_Kutipan_:
===
Senin 29 Jan 2024 18:03 WIB

Perempuan ICMI Perjuangkan Hari Jilbab Nasional

ICMI ingin pada setiap 8 Maret menjadi Hari Hijab Nasional.

Rep: Rahmat Fajar/ Red: Ani Nursalikah
Calon pembeli mencoba jilbab yang dijual di salah satu toko di Pasar Tanah Abang, Jakarta, Sabtu (18/11/2023).
Foto: ANTARA FOTO/RIFQI RAIHAN FIRDAUS
Calon pembeli mencoba jilbab yang dijual di salah satu toko di Pasar Tanah Abang, Jakarta, Sabtu (18/11/2023).

REPUBLIKA.CO.ID, JAKARTA -- Ketua Umum Dewan Pimpinan Pusat (DPP) Perempuan ICMI Welya Safitri menegaskan Indonesia sebagai negara mayoritas Muslim, harus memperjuangkan agar Hari Hijab Nasional dapat dicanangkan secara resmi oleh pemerintah. Hal itu dinilai sebagai wujud kepedulian dan penghormatan negara terhadap pelaksanaan syariat menutup aurat bagi kalangan muslimah.

ICMI ingin pada setiap 8 Maret menjadi Hari Hijab Nasional. Menurut Welya, hal tersebut sebagai wujud penghargaan negara bagi muslimah yang konsisten melaksanakan perintah agama dalam hal berhijab.

Baca Juga

"Karena itu, kita akan berusaha keras agar Presiden Joko Widodo dapat mencanangkan cita-cita mulia tersebut," ujar Welya dalam keterangan persnya, pada Rapat Kerja Nasional ICMI, di Hotel Aryaduta, Jakarta, (Ahad 28/1/2024).

Welya, tokoh wanita yang juga sukses menginisasi gerakan Polwan Berjilbab itu sangat berharap menjelang akhir jabatannya Jokowi dapat meninggalkan hadiah manis bagi kaum muslimah di Indonesia. Hadiah tersebut adalah Keppres Hari Hijab Nasional.

"Istana Bogor adalah sejarah bagi Perempuan ICMI dalam kesuksesan menggulirkan Undang-undang bolehnya Polisi Wanita (Polwan) berjilbab dalam seragamnya, dan Hari Hijab Nasional ini adalah salah satu program prioritas dalam kegiatan Mudzakarah Nasional Cendekiawan Muslimah Seluruh Indonesia," jelas Welya.

Rencananya, kegiatan itu akan melibatkan seluruh organisasi masyarakat Islam di Indonesia yang memiliki sayap organisasi kemuslimatan atau perempuan sehingga perlu didukung oleh para pimpinan Ormas yang ada.
===
_Daftar yang Disediakan_:
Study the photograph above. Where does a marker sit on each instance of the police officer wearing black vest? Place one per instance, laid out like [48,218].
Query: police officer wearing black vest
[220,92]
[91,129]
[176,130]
===
_Tugas dan Latihan_:
• 1. Jawab pertanyaan berikut berdasarkan kutipan tentang Hari Hijab Nasional.
(a) Tanggal berapa yang ingin dijadikan ICMI sebagai Hari Hijab Nasional setiap tahun?
(b) Di hotel mana Rapat Kerja Nasional ICMI diadakan?
(c) Gerakan apa yang juga sukses diinisiasi oleh Welya?
• 2. Tolong lanjutkan kutipan tentang Hari Hijab Nasional mulai dari sesudah kalimat terakhirnya.
Daftar itu tidak berkaitan dengan kutipan tentang Hari Hijab Nasional.

_Jawaban per Tugas_:
• 1.
(a) 8 Maret.
(b) Hotel Aryaduta, Jakarta.
(c) Gerakan Polwan Berjilbab.

• 2.
"Selain pencanangan itu, kita juga memprioritaskan untuk dihidupkannya kembali Komisi Lansia yang sebelum ini pernah di nonaktifkan oleh Pemerintah. Jangan sampai justru upaya birrul walidayn (berbakti kepada orang tua) ini malah dihilangkan tanggungjawabnya oleh negara," kata Welya.

Menurutnya, keberadaan Komisi Lansia seharusnya merupakan upaya untuk meningkatkan kualitas spiritual dan meningkatkan ketaqwaan untuk mendekatkan diri kepada Allah SWT. Maka, salah satu program Perempuan ICMI adalah dengan membuat Program Pesantren Lansia dengan sentuhan materi ibadah yang pragmatis dalam kehidupan sehari-hari terkait tata cara wudhu, sholat, zikir yang menentramkan jiwa, dan harta yang membawa keberkahan dunia akhirat menjadi materi yang menghantarkan pada ikhtiar memanfaatkan waktu berharga di usia tua.

"Kita juga akan mendorong, agar pemerintah menyediakan regulasi ketersediaan kuota 30 persen bagi kalangan perempuan di berbagai lini pemerintahan, bukan hanya di legislatif saja," kata Welya.

Menurutnya, penyediaan regulasi tersebut justru baik buat pemerintah agar tidak ada lagi pertanyaan dari masyarakat tentang keberpihakan pemerintah terhadap kaum perempuan.

"Yang penting pemerintah sudah siapkan undang-undangnya, apakah bentuk keppres atau apalah itu. Masalah nanti terisi sesuai kuota atau tidak, biar masyarakat khususnya para perempuan yang akan mengisinya," kata Welya.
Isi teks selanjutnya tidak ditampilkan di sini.